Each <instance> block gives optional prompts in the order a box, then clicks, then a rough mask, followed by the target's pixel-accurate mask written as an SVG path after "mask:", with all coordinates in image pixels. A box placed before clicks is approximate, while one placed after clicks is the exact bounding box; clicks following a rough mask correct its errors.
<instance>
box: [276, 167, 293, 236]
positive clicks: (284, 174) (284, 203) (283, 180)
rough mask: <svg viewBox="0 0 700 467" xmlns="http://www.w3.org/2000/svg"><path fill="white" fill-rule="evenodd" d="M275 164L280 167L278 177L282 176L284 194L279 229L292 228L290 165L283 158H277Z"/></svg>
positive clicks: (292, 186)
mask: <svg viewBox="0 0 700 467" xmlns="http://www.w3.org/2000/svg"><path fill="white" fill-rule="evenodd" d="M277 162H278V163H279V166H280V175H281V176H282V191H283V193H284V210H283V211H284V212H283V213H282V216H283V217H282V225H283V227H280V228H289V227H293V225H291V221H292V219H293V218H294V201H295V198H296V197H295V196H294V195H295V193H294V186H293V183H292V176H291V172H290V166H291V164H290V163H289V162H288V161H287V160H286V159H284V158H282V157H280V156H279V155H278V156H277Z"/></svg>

------------------------

Please rewrite all the items above with every "rough mask" swapped for "coarse mask", leaving everything else unchanged.

Each <instance> block gives optional prompts in the order a box, then clicks, then a coarse mask, followed by the target's pixel-accurate mask written as an SVG path after "mask:", with all coordinates in image pixels. A box placed before clicks is approximate, while one placed after clicks is the exact bounding box; clicks following a coarse mask correct its errors.
<instance>
box: [276, 167, 293, 236]
positive clicks: (284, 174) (284, 203) (283, 180)
coarse mask: <svg viewBox="0 0 700 467" xmlns="http://www.w3.org/2000/svg"><path fill="white" fill-rule="evenodd" d="M275 164L280 167L278 177L282 176L284 194L279 229L292 228L290 165L283 158H277Z"/></svg>
positive clicks: (292, 186)
mask: <svg viewBox="0 0 700 467" xmlns="http://www.w3.org/2000/svg"><path fill="white" fill-rule="evenodd" d="M277 162H278V163H279V166H280V175H281V176H282V191H283V193H284V210H283V211H284V212H283V213H282V216H283V217H282V225H283V227H280V228H289V227H293V225H291V221H292V219H293V218H294V201H295V198H296V197H295V196H294V195H295V193H294V186H293V183H292V176H291V172H290V166H291V164H290V163H289V162H288V161H287V160H286V159H284V158H282V157H280V156H279V155H278V156H277Z"/></svg>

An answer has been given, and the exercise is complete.